[Opening Excerpted records section]

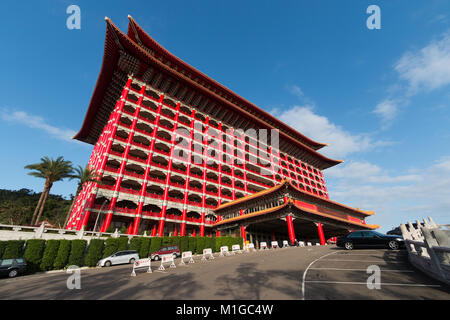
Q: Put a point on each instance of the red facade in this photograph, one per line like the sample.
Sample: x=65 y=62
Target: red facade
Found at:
x=171 y=144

[Closing Excerpted records section]

■ **Problem description**
Output all the records, word for word, with no pictures in the copy.

■ **Result**
Q: Put a point on each instance of the red facade in this photograph, one per line like the sample.
Sample: x=65 y=62
Target: red facade
Found at:
x=171 y=144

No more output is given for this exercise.